▶ _Instructions to follow_
Retype the material below word for word, covering all of it from start to finish. Leave the pictures out of your copy.

━━━━━ Records provided

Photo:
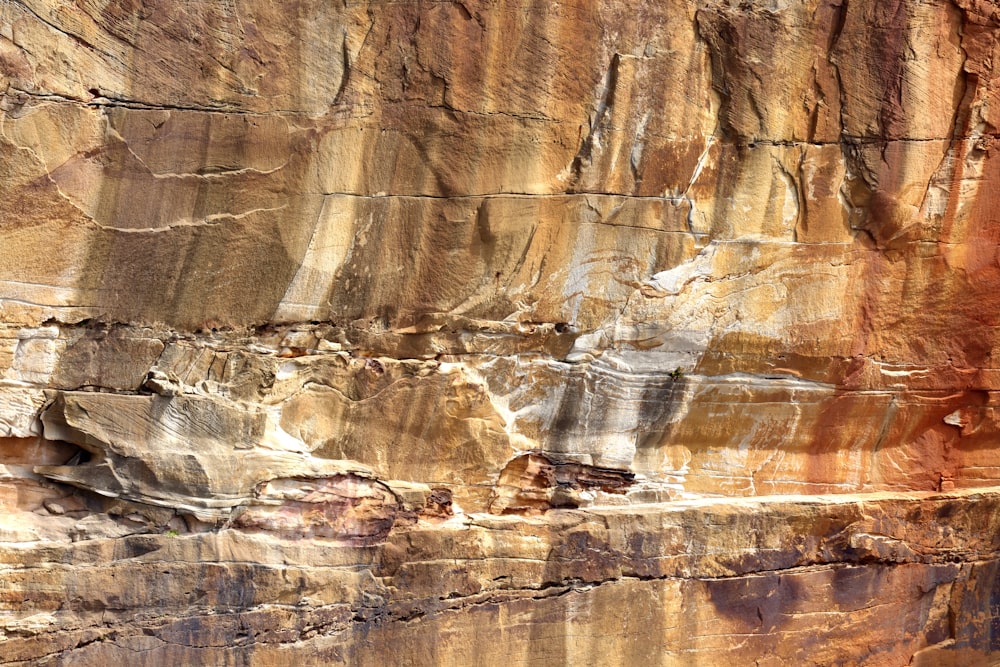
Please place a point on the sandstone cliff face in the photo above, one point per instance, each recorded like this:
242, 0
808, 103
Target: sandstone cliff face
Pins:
457, 330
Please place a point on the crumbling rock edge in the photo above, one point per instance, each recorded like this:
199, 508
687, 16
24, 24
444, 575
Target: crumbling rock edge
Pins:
919, 561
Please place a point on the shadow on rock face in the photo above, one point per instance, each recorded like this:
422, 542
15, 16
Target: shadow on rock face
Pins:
217, 460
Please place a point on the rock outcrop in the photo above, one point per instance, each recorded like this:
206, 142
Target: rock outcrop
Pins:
476, 333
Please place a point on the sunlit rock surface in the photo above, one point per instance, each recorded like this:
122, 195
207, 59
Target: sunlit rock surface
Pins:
453, 332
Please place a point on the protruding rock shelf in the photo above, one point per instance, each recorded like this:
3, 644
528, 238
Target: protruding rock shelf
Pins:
604, 332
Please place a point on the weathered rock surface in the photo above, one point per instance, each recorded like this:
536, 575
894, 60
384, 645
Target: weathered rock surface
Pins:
472, 332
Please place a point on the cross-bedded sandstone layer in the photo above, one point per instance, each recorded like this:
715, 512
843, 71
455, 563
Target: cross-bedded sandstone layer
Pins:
295, 285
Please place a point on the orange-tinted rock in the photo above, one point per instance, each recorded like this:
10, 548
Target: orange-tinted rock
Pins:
333, 286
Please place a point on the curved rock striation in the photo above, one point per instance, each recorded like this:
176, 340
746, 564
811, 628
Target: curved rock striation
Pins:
333, 324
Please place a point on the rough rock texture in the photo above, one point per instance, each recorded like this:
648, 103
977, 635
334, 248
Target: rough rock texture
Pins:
499, 332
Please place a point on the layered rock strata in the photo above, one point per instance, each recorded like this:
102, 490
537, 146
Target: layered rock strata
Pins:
307, 310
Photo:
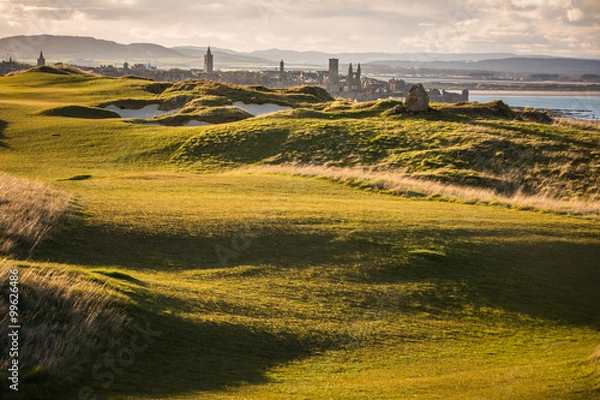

━━━━━━━━━━

▶ _Solution to the exercise_
Photo:
Please place a point on the sandstone cliff face in the photo above, one point per instance, each recorded like this:
242, 0
808, 103
Target: sandstone cliff face
Pins:
457, 330
Please place a point on the crumbling rock edge in the photo above, one point per instance, each recorded like this:
199, 508
687, 16
24, 24
444, 575
Target: crumbling rock edge
Pins:
919, 561
Please place a point on the shadow on rock face in the photo above, one point per instance, each recorded like this:
422, 542
15, 16
Target: shadow on rock face
Pins:
217, 460
Please place a point on the rock outcrop in the photo above, one point per instance, each recorded like this:
206, 142
Target: rock outcrop
Pins:
476, 333
Please place a point on the sunlit rock surface in the photo above, one point per instance, each recorded like this:
122, 195
207, 59
Target: sunlit rock surface
Pins:
453, 332
Please place a point on the protruding rock shelf in the photo above, one point per instance, each recorded like this:
3, 644
528, 238
Target: protruding rock shelf
Pins:
604, 332
Please place a point on the weathered rock surface in the photo above, one point per instance, each recorded like this:
536, 575
894, 60
384, 645
Target: weathered rock surface
Pins:
472, 332
Please place a point on the cross-bedded sandstone layer in the photo above, one point per instance, each recorded like this:
715, 512
843, 71
455, 563
Target: cross-bedded sandstone layer
Pins:
295, 285
Please place a point on the orange-tinted rock in the photo above, one point per instance, each recorded like this:
10, 548
Target: orange-tinted rock
Pins:
333, 286
Please place a point on the curved rock striation in the photo above, one point per instance, each recorded like this:
176, 340
746, 564
811, 628
Target: curved rock striation
Pins:
333, 324
Please place a point on the rough rock texture in the photo above, one point per instance, each recorded like this:
648, 103
977, 635
334, 248
Target: rough rock texture
Pins:
499, 332
Please place a point on the layered rock strata in the photo above, one point per instance, each recorded like this:
102, 490
537, 146
Target: layered rock strata
Pins:
307, 310
Photo:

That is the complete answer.